Again, the model seems to be overall able to describe the general pattern quite well. However, there are some visible misfits for participants jf and nh.

Next shows the same plot for the accuracy condition. Here we again see that the model is able to predict the pattern in the data quite well. While there also seems to be quite some misfit for participant nh this only appears in conditions with very little trials as indicated by the large error bars.

p1 <- xyplot(rt ~ strength_bin|id+response, agg2_rr98_response, type = "b", 
             auto.key = list(lines = TRUE), ylab = "RT (in seconds)", 
             subset = instruction == "accuracy" & quantile == "50%", 
             layout = c(3,2), col = "grey")
p1e <- segplot(strength_bin ~ upper+lower|id+response, agg2_rr98_response, 
               auto.key = list(lines = TRUE), ylab = "Proportion of 'dark' responses", 
               col = "grey", horizontal = FALSE, segments.fun = panel.arrows,  
               draw.bands = FALSE, angle = 90, length = 0.05, ends = "both", 
               subset = instruction == "accuracy" & quantile == "50%", layout = c(3,2))
p2 <- xyplot(rt ~ strength_bin|id + response, separate_pred, type = "b", 
             auto.key = list(lines = TRUE), ylab = "RT (in seconds)", 
             subset = instruction == "accuracy" & quantiles == "50%", 
             scales = list(y = list(limits = c(0.2, 1.5))))
p2 + as.layer(p1) + as.layer(p1e)

All quantiles

Next, we investigate the full RT distribution by comparing observed and predicted quantiles. The observed quantiles are again displayed in grey and the predictions in black. The first plot shows the sped condition separated by response.

p1 <- xyplot(rt ~ strength_bin|id+response, agg2_rr98_response, group = quantile, type = "b", 
             auto.key = list(lines = TRUE), ylab = "RT (in seconds)", 
             subset = instruction == "speed", layout = c(3,2), col = "grey")
p1e <- segplot(strength_bin ~ upper+lower|id+response, agg2_rr98_response, 
               auto.key = list(lines = TRUE), ylab = "Proportion of 'dark' responses", 
               col = "grey", horizontal = FALSE, segments.fun = panel.arrows,  
               draw.bands = FALSE, angle = 90, length = 0.05, ends = "both", 
               subset = instruction == "speed")
p2 <- xyplot(rt ~ strength_bin|id + response, separate_pred, group = quantiles, type = "b", 
             auto.key = list(lines = TRUE), ylab = "RT (in seconds)", 
             subset = instruction == "speed", scales = list(y = list(limits = c(0.2, 0.9))))

• **Records for this task**
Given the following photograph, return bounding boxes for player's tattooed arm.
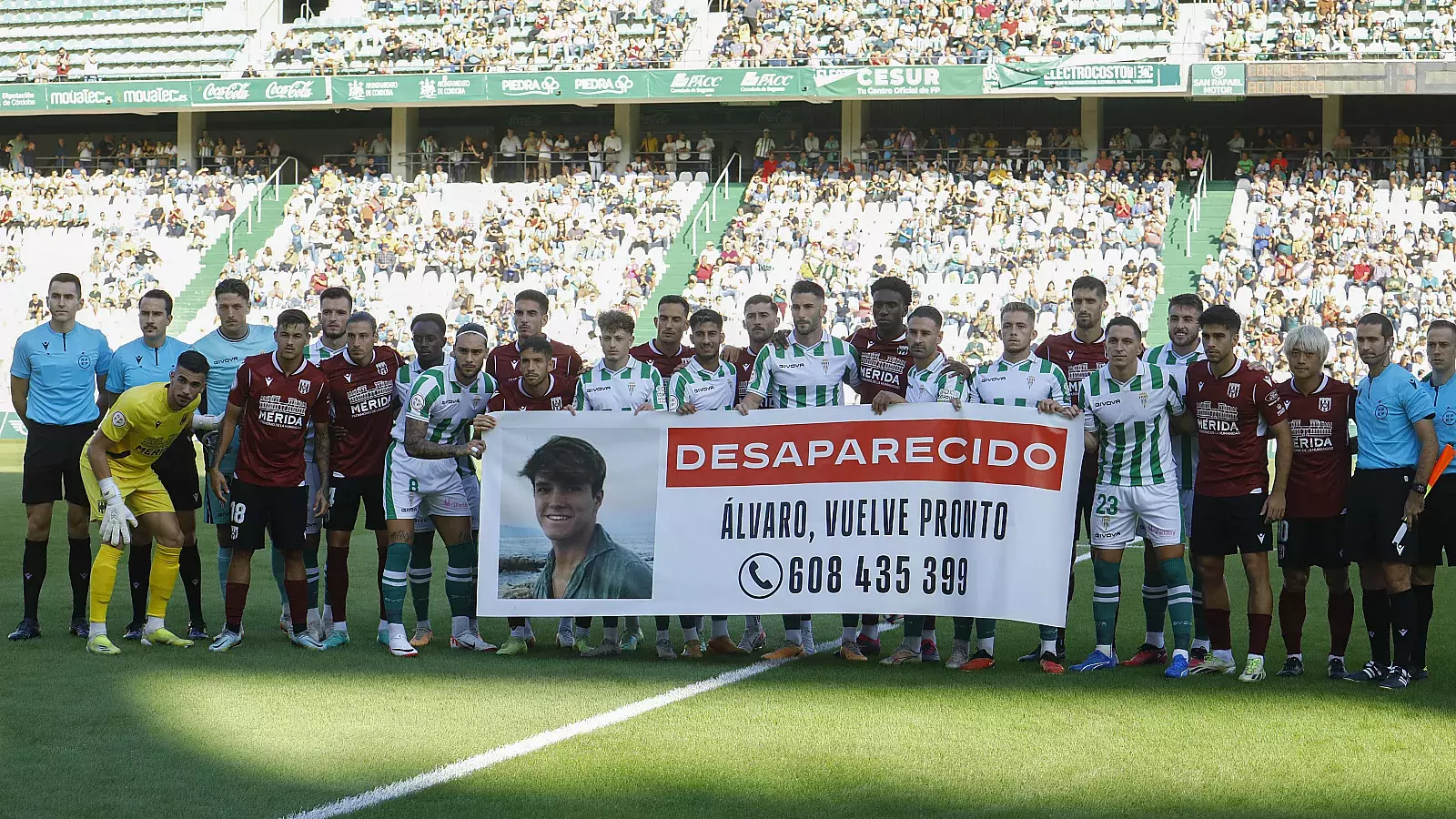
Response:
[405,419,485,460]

* * *

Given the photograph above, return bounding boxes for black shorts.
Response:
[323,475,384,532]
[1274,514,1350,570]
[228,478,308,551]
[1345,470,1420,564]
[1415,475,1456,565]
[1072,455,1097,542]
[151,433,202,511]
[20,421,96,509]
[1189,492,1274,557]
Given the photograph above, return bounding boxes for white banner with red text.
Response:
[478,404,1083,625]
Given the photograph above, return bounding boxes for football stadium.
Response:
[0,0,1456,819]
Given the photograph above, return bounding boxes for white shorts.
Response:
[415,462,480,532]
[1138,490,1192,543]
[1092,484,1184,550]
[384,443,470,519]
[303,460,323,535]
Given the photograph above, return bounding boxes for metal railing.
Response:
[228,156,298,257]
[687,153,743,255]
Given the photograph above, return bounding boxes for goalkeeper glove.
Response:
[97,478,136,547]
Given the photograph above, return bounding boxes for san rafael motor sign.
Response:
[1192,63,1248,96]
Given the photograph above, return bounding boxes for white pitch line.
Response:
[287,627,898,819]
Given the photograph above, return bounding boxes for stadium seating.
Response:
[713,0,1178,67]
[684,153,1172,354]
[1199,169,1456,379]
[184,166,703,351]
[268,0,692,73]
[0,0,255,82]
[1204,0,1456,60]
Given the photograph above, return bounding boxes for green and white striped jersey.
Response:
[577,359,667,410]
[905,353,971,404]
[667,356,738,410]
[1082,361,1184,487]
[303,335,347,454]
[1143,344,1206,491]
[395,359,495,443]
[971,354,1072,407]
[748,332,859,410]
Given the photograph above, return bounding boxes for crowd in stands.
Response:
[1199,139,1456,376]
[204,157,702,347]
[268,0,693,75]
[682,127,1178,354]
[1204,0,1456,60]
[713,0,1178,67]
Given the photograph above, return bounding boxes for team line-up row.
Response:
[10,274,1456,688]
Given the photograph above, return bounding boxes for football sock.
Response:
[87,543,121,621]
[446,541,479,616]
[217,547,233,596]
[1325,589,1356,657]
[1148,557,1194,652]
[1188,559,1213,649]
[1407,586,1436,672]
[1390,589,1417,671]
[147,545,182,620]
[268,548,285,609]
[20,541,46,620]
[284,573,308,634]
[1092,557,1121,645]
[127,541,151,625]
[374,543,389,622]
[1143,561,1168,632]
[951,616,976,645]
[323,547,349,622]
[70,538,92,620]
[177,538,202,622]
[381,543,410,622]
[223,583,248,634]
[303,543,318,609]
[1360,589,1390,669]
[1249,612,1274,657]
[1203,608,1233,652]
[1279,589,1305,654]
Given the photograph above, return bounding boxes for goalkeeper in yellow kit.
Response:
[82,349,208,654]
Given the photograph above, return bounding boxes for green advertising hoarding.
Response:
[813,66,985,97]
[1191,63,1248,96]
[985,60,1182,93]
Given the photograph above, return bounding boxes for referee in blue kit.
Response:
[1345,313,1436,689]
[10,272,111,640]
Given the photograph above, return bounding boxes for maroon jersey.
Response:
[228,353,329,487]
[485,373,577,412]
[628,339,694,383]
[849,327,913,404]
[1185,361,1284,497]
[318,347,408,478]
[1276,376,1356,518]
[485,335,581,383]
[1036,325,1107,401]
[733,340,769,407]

• **Requirement 1**
According to the model-fit excerpt, in what color are the observed quantiles displayed?
• **Requirement 2**
Present the entries from the line containing "for football sock." through the line containing "[985,60,1182,93]" as a two-column CSV with the columns request and boxes. Give one row per request. Put its text and its answer each in one quoted field, with line breaks replaced by spaces.
The entries and the excerpt are unrelated to each other.

• **Task result 1**
Grey.

• **Task result 2**
request,boxes
"Given the photograph above, return bounding boxes for football sock. Response:","[87,543,121,621] [446,541,479,616] [217,547,233,596] [1325,589,1356,657] [1148,557,1194,652] [1188,559,1213,649] [1407,586,1436,672] [1390,589,1417,671] [147,545,182,620] [268,548,285,609] [20,541,46,620] [284,573,308,634] [1092,557,1121,645] [127,541,151,625] [374,543,389,622] [1143,561,1168,632] [951,616,976,645] [323,547,349,622] [70,538,92,620] [177,538,202,622] [381,543,410,622] [223,583,248,634] [303,543,318,609] [1360,589,1390,669] [1249,612,1274,657] [1203,608,1233,652] [1279,589,1305,654]"
"Given the photograph above, return bounding boxes for goalkeeper in yellow kit. Response:","[82,349,208,654]"
"Given the photograph above, return bounding boxes for green advertising hoarding. Response:","[813,66,985,97] [1191,63,1248,96] [985,60,1182,93]"